## Given records
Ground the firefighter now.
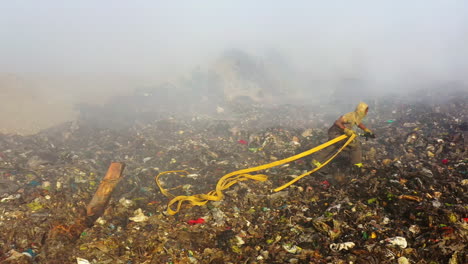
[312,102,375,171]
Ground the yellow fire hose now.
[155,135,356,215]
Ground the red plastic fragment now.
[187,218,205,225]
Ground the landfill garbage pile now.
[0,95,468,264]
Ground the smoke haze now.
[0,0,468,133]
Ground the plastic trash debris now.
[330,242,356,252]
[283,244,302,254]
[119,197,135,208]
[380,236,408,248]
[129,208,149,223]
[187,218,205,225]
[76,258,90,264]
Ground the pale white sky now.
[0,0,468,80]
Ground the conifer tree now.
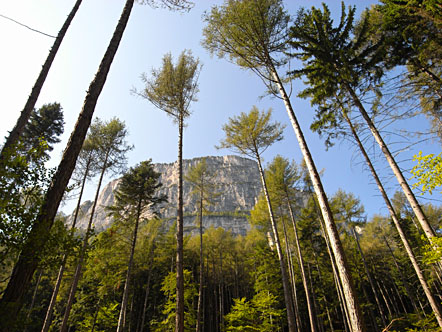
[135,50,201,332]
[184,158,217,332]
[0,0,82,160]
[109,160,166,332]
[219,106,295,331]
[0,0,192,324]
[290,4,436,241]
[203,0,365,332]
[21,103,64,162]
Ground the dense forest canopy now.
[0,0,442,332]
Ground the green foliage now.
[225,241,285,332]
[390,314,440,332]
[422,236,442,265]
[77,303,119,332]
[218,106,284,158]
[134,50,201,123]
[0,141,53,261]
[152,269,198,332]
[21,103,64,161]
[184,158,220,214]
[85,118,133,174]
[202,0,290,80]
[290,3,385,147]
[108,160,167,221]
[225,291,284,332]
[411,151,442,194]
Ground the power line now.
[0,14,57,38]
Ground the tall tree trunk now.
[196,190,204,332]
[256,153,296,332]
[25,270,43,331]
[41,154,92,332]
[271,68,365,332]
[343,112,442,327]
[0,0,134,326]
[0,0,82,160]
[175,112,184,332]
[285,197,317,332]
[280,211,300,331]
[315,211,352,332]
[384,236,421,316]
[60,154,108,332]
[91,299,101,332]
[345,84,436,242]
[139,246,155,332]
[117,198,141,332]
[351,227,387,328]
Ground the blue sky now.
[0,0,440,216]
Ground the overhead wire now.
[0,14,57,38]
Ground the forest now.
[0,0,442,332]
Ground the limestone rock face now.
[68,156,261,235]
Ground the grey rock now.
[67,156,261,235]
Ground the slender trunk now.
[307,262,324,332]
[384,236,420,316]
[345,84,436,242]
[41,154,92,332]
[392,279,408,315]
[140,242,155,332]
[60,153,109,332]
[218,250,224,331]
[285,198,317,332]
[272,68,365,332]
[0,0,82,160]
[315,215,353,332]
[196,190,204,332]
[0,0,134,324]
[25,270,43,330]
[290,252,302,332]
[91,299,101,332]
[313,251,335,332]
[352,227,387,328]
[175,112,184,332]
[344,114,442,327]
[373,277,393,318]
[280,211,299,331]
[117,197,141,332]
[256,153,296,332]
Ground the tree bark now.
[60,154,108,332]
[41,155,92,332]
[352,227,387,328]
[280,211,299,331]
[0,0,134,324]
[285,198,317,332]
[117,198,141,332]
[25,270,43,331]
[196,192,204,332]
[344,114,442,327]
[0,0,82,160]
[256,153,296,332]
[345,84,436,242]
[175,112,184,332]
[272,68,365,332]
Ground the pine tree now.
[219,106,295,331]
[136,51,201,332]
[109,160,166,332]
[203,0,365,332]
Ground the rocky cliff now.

## Task to carry out
Please revise all of the material above, swapping every "Ground" for "Locate" and keeping everything else unchanged. Omit the pictures from your version.

## Result below
Locate the firefighter now.
[312,102,375,171]
Locate the yellow fire hose now.
[155,135,356,215]
Locate the red plastic fragment now.
[187,218,205,225]
Locate the landfill garbage pile now.
[0,95,468,264]
Locate the smoke haze now.
[0,0,468,133]
Locate the plastic trash debris now.
[330,242,356,252]
[283,244,302,254]
[119,197,135,208]
[380,236,408,248]
[129,208,149,223]
[187,218,205,225]
[76,258,90,264]
Locate the pale white sky now.
[0,0,468,80]
Locate the conifer tree now.
[135,50,201,332]
[184,158,217,332]
[0,0,82,160]
[109,160,166,332]
[219,106,295,331]
[0,0,192,324]
[290,4,436,241]
[203,0,365,332]
[21,103,64,162]
Locate the dense forest canopy now.
[0,0,442,332]
Locate the green foliage now.
[225,241,285,332]
[390,314,440,332]
[422,236,442,265]
[77,303,119,332]
[218,106,284,158]
[134,50,201,123]
[0,141,53,261]
[152,269,198,332]
[21,103,64,161]
[184,158,220,214]
[85,118,133,174]
[202,0,290,80]
[290,3,385,147]
[108,160,167,221]
[225,291,284,332]
[411,151,442,194]
Locate the power line now.
[0,14,57,38]
Locate the tall tree trunk now.
[196,190,204,332]
[256,153,296,332]
[25,270,43,331]
[41,154,92,332]
[271,68,365,332]
[343,112,442,327]
[0,0,134,326]
[0,0,82,160]
[175,112,184,332]
[285,197,317,332]
[280,211,300,331]
[315,211,352,332]
[384,236,421,316]
[60,154,108,332]
[91,299,101,332]
[345,84,436,242]
[139,246,155,332]
[117,198,141,332]
[351,227,387,328]
Locate the blue sky now.
[0,0,440,216]
Locate the overhead wire now.
[0,14,57,38]
Locate the forest now.
[0,0,442,332]
Locate the limestone rock face now.
[68,156,261,235]
Locate the grey rock now.
[67,156,261,235]
Locate the slender trunk now.
[307,262,324,332]
[384,236,420,316]
[345,84,436,242]
[41,154,92,332]
[392,279,408,315]
[140,242,155,332]
[60,153,109,332]
[218,250,224,331]
[285,198,317,332]
[272,68,365,332]
[0,0,82,160]
[315,215,353,332]
[196,190,204,332]
[0,0,134,324]
[25,270,43,330]
[290,252,302,332]
[91,299,101,332]
[313,251,335,332]
[352,227,387,328]
[175,112,184,332]
[344,114,442,327]
[373,277,393,318]
[280,211,299,331]
[117,197,141,332]
[256,153,296,332]
Locate the tree bark now.
[60,154,108,332]
[41,155,92,332]
[352,227,387,328]
[280,211,299,331]
[0,0,134,324]
[285,198,317,332]
[117,198,141,332]
[25,270,43,331]
[196,192,204,332]
[344,114,442,327]
[0,0,82,160]
[256,153,296,332]
[345,84,436,242]
[175,112,184,332]
[272,68,365,332]
Locate the pine tree now.
[219,106,295,331]
[136,51,201,332]
[109,160,166,332]
[203,0,365,332]
Locate the rocky cliff now.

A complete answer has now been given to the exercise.